* begin *

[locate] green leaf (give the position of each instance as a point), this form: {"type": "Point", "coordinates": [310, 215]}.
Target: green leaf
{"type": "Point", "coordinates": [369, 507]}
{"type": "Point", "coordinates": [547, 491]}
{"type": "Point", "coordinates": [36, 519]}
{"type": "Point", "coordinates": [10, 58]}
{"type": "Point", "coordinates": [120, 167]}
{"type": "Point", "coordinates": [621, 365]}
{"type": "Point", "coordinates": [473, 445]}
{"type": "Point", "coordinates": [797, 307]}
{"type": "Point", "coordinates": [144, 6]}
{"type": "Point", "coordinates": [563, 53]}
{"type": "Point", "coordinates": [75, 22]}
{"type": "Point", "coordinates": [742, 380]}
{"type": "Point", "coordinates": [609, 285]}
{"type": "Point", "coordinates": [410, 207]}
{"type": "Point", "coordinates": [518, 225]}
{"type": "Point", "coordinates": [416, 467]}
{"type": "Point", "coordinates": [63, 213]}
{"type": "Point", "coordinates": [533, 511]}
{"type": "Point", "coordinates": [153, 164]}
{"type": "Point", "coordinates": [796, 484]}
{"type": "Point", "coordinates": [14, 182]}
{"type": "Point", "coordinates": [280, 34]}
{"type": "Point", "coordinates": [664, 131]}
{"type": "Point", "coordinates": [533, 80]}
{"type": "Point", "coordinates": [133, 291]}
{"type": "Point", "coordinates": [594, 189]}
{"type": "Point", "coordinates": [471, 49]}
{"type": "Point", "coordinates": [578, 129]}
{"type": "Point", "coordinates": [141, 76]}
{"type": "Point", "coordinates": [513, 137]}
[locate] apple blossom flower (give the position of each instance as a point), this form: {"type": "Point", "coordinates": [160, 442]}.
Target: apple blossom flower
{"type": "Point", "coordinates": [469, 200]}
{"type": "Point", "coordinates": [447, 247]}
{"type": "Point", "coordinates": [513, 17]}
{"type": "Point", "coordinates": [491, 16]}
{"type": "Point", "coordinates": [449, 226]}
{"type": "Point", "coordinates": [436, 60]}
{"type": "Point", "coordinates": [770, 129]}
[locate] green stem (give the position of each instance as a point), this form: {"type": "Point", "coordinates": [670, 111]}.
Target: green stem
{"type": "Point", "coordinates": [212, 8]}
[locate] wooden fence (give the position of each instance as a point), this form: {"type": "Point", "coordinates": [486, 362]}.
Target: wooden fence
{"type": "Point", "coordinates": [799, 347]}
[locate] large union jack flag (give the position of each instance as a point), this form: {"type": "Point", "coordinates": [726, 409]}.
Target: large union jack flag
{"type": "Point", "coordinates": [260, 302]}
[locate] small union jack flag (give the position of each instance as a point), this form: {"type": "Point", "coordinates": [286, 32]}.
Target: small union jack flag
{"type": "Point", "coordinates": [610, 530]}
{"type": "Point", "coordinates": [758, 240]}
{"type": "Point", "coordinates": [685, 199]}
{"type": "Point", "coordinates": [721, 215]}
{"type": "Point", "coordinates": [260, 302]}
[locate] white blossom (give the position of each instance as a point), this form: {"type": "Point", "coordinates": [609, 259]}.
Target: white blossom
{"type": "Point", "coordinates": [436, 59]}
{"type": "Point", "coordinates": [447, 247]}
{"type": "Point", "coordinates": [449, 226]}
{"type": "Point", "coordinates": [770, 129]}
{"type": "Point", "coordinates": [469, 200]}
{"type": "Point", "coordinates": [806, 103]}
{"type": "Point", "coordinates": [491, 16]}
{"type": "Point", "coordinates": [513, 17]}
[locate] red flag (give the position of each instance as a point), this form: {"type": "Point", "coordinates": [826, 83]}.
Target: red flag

* end *

EXERCISE
Update the lines of the listing, starting with the line that contains "[locate] large union" and going on through the end of the listing, so that "white blossom" becomes "white flower" and everything else stays the same.

PROBLEM SOLUTION
[locate] large union jack flag (give the position of each instance as a point), this form: {"type": "Point", "coordinates": [726, 409]}.
Target: large union jack flag
{"type": "Point", "coordinates": [260, 302]}
[locate] small union jack flag (give the position of each instance as a point), this form: {"type": "Point", "coordinates": [286, 32]}.
Target: small union jack flag
{"type": "Point", "coordinates": [610, 530]}
{"type": "Point", "coordinates": [758, 240]}
{"type": "Point", "coordinates": [685, 199]}
{"type": "Point", "coordinates": [721, 215]}
{"type": "Point", "coordinates": [260, 302]}
[locate] white flower (give the position of each instance as a point), this form: {"type": "Point", "coordinates": [609, 259]}.
Target: white flower
{"type": "Point", "coordinates": [436, 59]}
{"type": "Point", "coordinates": [447, 247]}
{"type": "Point", "coordinates": [449, 226]}
{"type": "Point", "coordinates": [770, 129]}
{"type": "Point", "coordinates": [469, 200]}
{"type": "Point", "coordinates": [806, 103]}
{"type": "Point", "coordinates": [491, 16]}
{"type": "Point", "coordinates": [513, 17]}
[locate] red flag (give the position of each instance as a point), this form: {"type": "Point", "coordinates": [826, 83]}.
Target: red flag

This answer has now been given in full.